=== The task ===
A verbatim copy of the full data, with no pictures, is the expected answer.

(Dataset records)

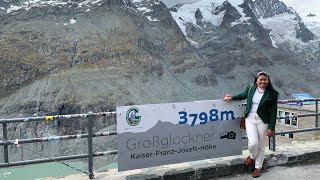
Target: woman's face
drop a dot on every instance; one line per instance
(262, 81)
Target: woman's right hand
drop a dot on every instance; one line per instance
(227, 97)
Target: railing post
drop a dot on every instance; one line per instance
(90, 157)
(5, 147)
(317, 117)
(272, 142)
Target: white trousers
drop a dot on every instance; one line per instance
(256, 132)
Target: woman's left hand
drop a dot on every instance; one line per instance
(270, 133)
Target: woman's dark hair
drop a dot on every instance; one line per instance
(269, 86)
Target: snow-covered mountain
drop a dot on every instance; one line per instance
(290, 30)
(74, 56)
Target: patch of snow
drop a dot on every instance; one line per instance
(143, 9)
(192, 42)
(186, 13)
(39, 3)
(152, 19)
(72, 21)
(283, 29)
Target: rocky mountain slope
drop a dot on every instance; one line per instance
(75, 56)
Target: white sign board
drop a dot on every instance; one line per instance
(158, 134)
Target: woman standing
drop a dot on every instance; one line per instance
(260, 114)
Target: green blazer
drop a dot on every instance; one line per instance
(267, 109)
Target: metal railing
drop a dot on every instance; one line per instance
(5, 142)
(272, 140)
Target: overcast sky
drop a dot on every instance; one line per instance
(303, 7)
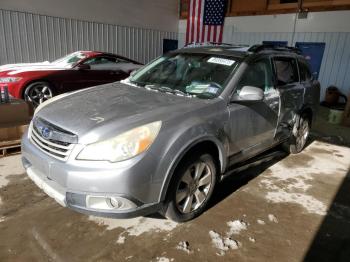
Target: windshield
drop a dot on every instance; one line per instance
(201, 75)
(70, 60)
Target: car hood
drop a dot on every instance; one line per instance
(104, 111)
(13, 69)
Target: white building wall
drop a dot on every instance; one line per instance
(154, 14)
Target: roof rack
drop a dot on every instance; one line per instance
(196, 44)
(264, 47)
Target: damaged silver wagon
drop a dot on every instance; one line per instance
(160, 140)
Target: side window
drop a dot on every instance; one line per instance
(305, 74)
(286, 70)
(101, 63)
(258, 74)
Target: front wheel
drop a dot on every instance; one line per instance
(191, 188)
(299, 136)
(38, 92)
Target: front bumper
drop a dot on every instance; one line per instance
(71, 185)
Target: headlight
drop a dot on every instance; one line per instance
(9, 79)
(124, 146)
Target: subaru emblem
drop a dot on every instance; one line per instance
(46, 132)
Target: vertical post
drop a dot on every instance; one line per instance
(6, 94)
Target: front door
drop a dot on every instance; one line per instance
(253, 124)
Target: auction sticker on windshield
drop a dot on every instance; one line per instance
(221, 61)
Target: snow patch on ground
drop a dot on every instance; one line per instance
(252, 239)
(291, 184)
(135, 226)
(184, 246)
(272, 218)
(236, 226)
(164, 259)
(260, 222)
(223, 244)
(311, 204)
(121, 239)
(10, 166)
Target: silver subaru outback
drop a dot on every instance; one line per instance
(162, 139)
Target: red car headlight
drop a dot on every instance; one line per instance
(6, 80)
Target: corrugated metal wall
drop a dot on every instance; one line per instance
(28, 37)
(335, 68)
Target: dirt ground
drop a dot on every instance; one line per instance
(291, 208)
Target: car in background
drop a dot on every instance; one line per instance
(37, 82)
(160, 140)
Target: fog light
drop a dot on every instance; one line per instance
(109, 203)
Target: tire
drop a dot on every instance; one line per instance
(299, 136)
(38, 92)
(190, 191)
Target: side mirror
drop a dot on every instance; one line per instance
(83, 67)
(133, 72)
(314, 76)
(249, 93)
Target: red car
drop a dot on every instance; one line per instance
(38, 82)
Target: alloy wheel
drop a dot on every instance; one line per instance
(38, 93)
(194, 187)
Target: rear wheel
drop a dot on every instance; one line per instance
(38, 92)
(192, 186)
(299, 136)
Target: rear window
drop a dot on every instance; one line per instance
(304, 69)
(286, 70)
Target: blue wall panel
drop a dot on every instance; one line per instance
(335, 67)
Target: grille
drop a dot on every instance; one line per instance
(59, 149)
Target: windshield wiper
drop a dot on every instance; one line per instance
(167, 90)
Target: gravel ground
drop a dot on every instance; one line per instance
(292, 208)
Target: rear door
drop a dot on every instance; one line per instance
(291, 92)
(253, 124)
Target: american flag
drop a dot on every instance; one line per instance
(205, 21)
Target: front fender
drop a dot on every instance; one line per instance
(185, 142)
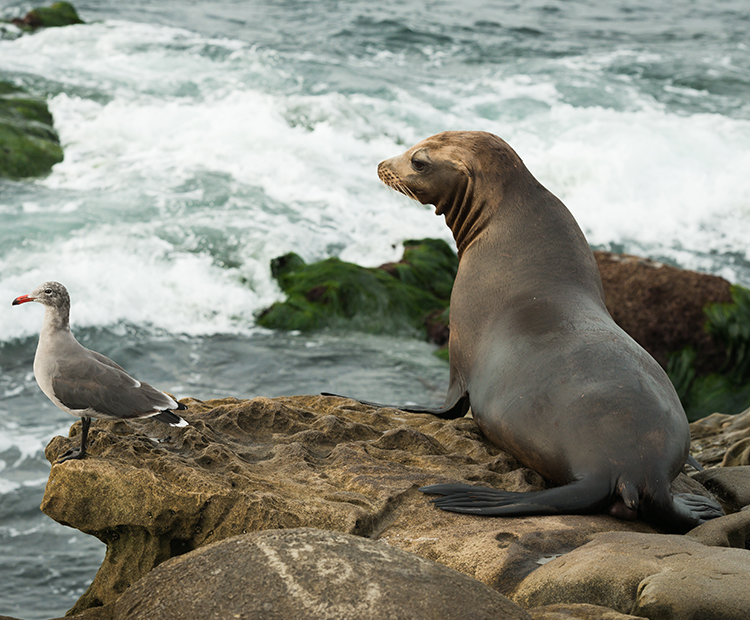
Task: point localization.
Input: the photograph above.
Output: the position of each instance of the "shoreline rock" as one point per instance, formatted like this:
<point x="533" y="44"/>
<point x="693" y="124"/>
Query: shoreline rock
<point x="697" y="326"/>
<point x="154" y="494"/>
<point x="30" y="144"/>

=== Answer space ===
Target: woman's face
drop a dot on every instance; one line per instance
(262, 81)
Target: woman's right hand
drop a dot on every instance; one line per instance
(227, 97)
Target: railing post
drop a dot on every instance; one line per instance
(90, 157)
(5, 147)
(317, 117)
(272, 142)
Target: white trousers
drop a dot on every instance; one line per instance
(256, 132)
Target: woman's left hand
drop a dot on every instance; one line per instance
(270, 133)
Target: woman's dark hair
drop a dot on every instance; one line per instance
(269, 86)
Target: snow-covered mountain
drop a dot on every instance; one line per instance
(290, 30)
(74, 56)
Target: patch of snow
drop a dot on every instance; one line per instance
(143, 9)
(192, 42)
(186, 13)
(39, 3)
(152, 19)
(72, 21)
(283, 29)
Target: rocky mountain slope
drop a dot on every instance; one line per instance
(75, 56)
Target: white sign board
drop a dot on every instance; one line per instance
(158, 134)
Target: woman standing
drop a dot on every instance; one line per instance
(260, 114)
Target: green blazer
drop a dot on every instance; one line per instance
(267, 109)
Target: metal railing
drop a dot on every instance; one line per instance
(5, 142)
(272, 140)
Target: overcast sky
drop a dot on every instance; one line per instance
(303, 7)
Target: windshield
drop a dot on every instance; one line per instance
(201, 75)
(70, 60)
Target: car hood
drop a dot on every instance; one line per instance
(104, 111)
(13, 69)
Target: white building wall
drop a dot on every instance; one line per instance
(154, 14)
Target: roof rack
drop a dot on every instance; one line per instance
(196, 44)
(264, 47)
Target: damaged silver wagon
drop a dot on every instance; one line per instance
(160, 140)
Target: side window
drop a dot on every instance; one line per instance
(305, 74)
(286, 70)
(101, 63)
(258, 74)
Target: front wheel
drop a dot on every instance; one line per instance
(191, 188)
(299, 136)
(38, 92)
Target: front bumper
drop a dot on every instance; one line per instance
(71, 185)
Target: headlight
drop a dot on every instance; one line per instance
(9, 79)
(124, 146)
Target: subaru emblem
drop a dot on every instance; one line per instance
(46, 132)
Target: vertical post
drop a dot on every instance; one line per instance
(6, 94)
Target: front door
drop a dot on every instance; one line per instance
(253, 124)
Target: auction sticker on windshield
drop a dot on every instance; one line per instance
(221, 61)
Target: snow patch on ground
drop a dot on every instance; one line per instance
(252, 239)
(291, 184)
(135, 226)
(184, 246)
(272, 218)
(236, 226)
(164, 259)
(260, 222)
(223, 244)
(311, 204)
(121, 239)
(10, 166)
Target: silver subaru outback
drop a dot on every instance; one line per instance
(162, 139)
Target: red car headlight
drop a dot on every instance; one line per instance
(6, 80)
Target: corrugated metal wall
drop a dot on every instance; one line per instance
(28, 37)
(335, 68)
Target: dirt ground
drop a dot on every instance; one line per instance
(291, 208)
Target: car in background
drop a dot on every instance; one line per instance
(37, 82)
(160, 140)
Target: fog light
drop a dot on every instance; one line per instance
(109, 203)
Target: tire
drop a dot on every instance; one line per instance
(299, 136)
(38, 92)
(190, 191)
Target: side mirror
drop a dot on every instance; one line per instance
(83, 67)
(133, 72)
(314, 76)
(249, 93)
Target: red car
drop a dot on every instance; one line per instance
(38, 82)
Target: alloy wheel
drop a dot on every instance; one line per instance
(38, 93)
(194, 187)
Target: rear wheel
drop a dot on every instance; one line per instance
(38, 92)
(192, 186)
(299, 136)
Target: rear window
drop a dot on every instance; one line per instance
(304, 69)
(286, 70)
Target: blue wall panel
drop a dot on every instance; one line per instance
(335, 67)
Target: grille
drop a dot on every instance; one line per instance
(59, 149)
Target: windshield wiper
drop a dot on every instance; one line per instance
(167, 90)
Target: gravel ground
drop a dot on every instance; one line per instance
(292, 208)
Target: rear door
drop a dot on every instance; one line per instance
(291, 92)
(253, 124)
Target: american flag
drop a dot on every instance; one line per instance
(205, 21)
Target: front fender
drop a dot on every instance; one line per instance
(185, 142)
Task: point localization.
Input: the photograph above.
Output: the position of each instance of the "shoreline rock" as one point per instance, formatted like this:
<point x="533" y="44"/>
<point x="693" y="124"/>
Query: shoreline rock
<point x="697" y="326"/>
<point x="154" y="494"/>
<point x="30" y="144"/>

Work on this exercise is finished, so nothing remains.